- [EXCERPTED PASSAGE]:
Category Archives: Consciousness

“He was an illumination thrown upon life.”

balzac

” Specialism consists in seeing the things of the material world as well as those of the spiritual world in their original and consequential ramifications. The highest human genius is that which starts from the shadows of abstraction to advance into the light of specialism. (Specialism, species, sight, speculation, seeing all, and that at one glance; speculum, the mirror or means of estimating a thing by seeing it in its entirety)” ~ Honore de Balzac

 

Balzac was standing before the fireplace of that dear room where I have seen so many remarkable men and women come and go. He was not tall, though the light on his face and the mobility of his figure prevented me from noticing his stature. His body swayed with his thought; there seemed at times to be a space between him and the floor; occasionally he stooped as though to gather an idea at his feet, and then he rose on them to follow the flight of his thought above him. At the moment of my entrance he was carried away by the subject of a conversation then going on with Monsieur and Madame de Girardin, and only interrupted himself for a moment to give me a keen, rapid, gracious look of extreme kindness.

He was stout, solid, square at the base and across the shoulders. The neck, chest, body and thighs were powerful, with something of Mirabeau’s amplitude, but without heaviness. His soul was apparent, and seemed to carry everything lightly, gaily, like a supple covering, not in the least like a burden. His size seemed to give him power, not to deprive him of it. His short arms gesticulated easily; he talked as an orator speaks. His voice resounded with the somewhat vehement energy of his lungs, but it had neither roughness nor sarcasm nor anger in it; his legs, on which he rather swayed himself, bore the torso easily; his hands, which were large and plump, expressed his thought as he waved them. Such was the outward man in that robust frame. But in presence of the face it was difficult to think of the structure. That speaking face, from which it was not easy to remove one’s eye, charmed and fascinated you; his hair was worn in thick masses; his black eyes pierced you like darts dipped in kindliness; they entered confidingly into yours like friends. His cheeks were full and ruddy; the nose well modeled, though rather long; the lips finely outlined, but full and raised at the corners; the teeth irregular and notched. His head was apt to lean to one side, and then, when the talk excited him, it was lifted quickly with an heroic sort of pride.

(Stored items)

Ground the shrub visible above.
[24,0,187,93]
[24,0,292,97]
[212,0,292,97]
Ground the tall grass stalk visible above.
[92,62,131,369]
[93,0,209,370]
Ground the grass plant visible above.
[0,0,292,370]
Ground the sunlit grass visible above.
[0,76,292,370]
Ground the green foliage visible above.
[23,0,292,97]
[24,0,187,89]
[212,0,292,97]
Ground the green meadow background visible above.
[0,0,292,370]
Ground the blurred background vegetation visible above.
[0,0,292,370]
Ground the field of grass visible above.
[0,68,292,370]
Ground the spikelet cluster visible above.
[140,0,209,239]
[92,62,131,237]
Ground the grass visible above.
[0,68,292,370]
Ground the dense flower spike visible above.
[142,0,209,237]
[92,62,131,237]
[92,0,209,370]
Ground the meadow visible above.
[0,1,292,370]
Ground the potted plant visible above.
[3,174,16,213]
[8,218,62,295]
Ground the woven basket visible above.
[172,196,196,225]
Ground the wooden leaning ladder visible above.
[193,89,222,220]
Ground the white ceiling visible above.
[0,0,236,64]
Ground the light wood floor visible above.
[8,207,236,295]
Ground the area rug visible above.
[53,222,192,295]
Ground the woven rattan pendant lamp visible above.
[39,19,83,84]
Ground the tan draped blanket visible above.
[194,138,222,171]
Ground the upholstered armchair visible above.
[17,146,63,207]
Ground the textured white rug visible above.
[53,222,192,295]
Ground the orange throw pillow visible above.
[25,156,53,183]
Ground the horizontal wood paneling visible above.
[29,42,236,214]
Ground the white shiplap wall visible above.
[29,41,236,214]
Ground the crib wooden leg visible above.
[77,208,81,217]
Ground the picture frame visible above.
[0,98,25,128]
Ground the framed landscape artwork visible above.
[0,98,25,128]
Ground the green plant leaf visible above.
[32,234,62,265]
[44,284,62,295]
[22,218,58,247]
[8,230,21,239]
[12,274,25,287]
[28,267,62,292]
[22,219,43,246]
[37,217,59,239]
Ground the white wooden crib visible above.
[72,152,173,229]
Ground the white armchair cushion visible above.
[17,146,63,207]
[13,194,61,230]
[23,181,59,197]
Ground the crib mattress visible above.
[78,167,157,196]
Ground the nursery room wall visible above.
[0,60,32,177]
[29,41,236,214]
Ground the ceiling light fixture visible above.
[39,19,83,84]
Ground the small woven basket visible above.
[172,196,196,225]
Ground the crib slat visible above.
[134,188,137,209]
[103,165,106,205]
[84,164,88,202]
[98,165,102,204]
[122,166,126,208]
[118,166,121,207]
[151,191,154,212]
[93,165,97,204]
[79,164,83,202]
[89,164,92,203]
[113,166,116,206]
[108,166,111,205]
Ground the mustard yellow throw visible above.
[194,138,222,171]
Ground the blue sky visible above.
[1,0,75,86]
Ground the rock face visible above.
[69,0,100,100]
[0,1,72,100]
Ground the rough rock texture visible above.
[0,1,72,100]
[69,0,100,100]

- [EXERCISE PROMPT]:
Pick up the passage describing Balzac's appearance above and extend it from its final sentence onward.

- [RESULT OF THIS TASK]:
But the dominant expression of his face, greater than even that of intellect, was the manifestation of goodness and kindheartedness. He won your mind when he spoke, but he won your heart when he was silent. No feeling of envy or hatred could have been expressed by that face; it was impossible that it should seem otherwise than kind. But the kindness was not that of indifference; it was loving kindness, conscious of its meaning and conscious of others; it inspired gratitude and frankness, and defied all those who knew him not to love him. A childlike merriment was in his aspect; here was a soul at play; he had dropped his pen to be happy among friends, and it was impossible not to be joyous where he was . ~ Alphonse de Lamartine

From Cosmic Consciousness, by Richard Maurice Bucke, [1901], at sacred-texts.com Chapter 12 Honoré de Balzac.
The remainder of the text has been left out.